He said industrial, municipal and educational customers along with residential consumers sought greater access to renewable energy. Abundant opportunities for wind and solar power in Kansas provide the state advantages in the transition to renewables, he said.

In terms of consumers, Caisley said, refinancing the unrecovered portion of a plant asset at a low interest rate would benefit customers. It allows Evergy to retire more expensive generation stations and “saves customers money in the long run and is a way to reinvest in Kansas,” he said. However, the Senate bill would authorize utility companies to make use of bond proceeds for “purposes it chooses at its sole discretion.”

Under the bill, likely to be debated this week by the Senate Financial Institutions and Insurance Committee, the Kansas Corporation Commission would oversee issuance of ratepayer-backed securitized bonds sought by investor-owned utilities. KCC estimated there would be two or three applications from utility companies over the next 10 years.

Sen. Jeff Longbine, right, chairman of the Senate Financial Institutions and Insurance Committee, moved quickly to conduct a hearing for Senate Bill 245, which would offer the investor-owned Evergy the option of issuing bonds to finance retirement of old coal plants. Evergy customers would be obligated to pay off the bonds through monthly fees. (Screen capture/Kansas Reflector)
Sen. Jeff Longbine, right, chairman of the Senate Financial Institutions and Insurance Committee, moved quickly to conduct a hearing on Senate Bill 245 offering investor-owned Evergy the option of issuing bonds to finance retirement of coal plants. Evergy customers would pay off the bonds through monthly fees. (Screen capture/Kansas Reflector)
┄┄┄┄┄┄┄┄┄┄
§ **Directions**
1 > According to the article on Senate Bill 245, how many applications from utility companies did the KCC estimate over the next 10 years?
2 > Reproduce verbatim the passage of the article on Senate Bill 245 that opens with the words containing "Under the bill, likely" and closes with "next 10 years.".
The listing after this point is separate material, unrelated to the article on Senate Bill 245.

§ **Source data**
┄┄┄┄┄┄┄┄┄┄
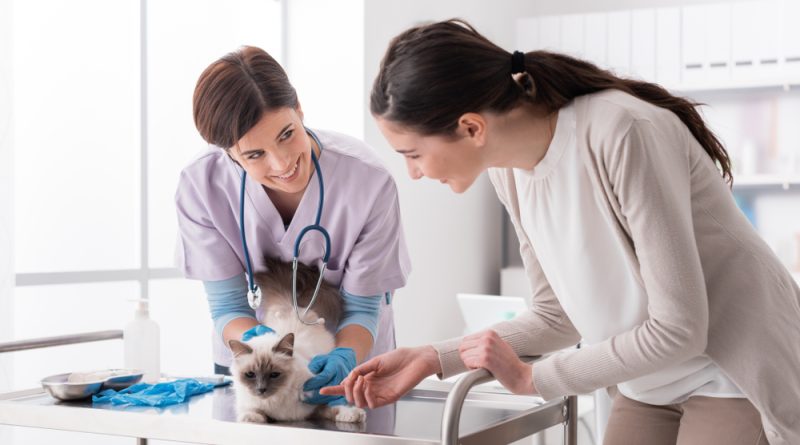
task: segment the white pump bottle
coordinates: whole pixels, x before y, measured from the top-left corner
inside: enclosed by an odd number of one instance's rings
[[[161,378],[161,350],[158,324],[150,319],[148,300],[134,300],[136,313],[125,325],[123,342],[125,368],[144,372],[143,382],[154,383]]]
┄┄┄┄┄┄┄┄┄┄
§ **Results in order**
1 > Two or three.

2 >
Under the bill, likely to be debated this week by the Senate Financial Institutions and Insurance Committee, the Kansas Corporation Commission would oversee issuance of ratepayer-backed securitized bonds sought by investor-owned utilities. KCC estimated there would be two or three applications from utility companies over the next 10 years.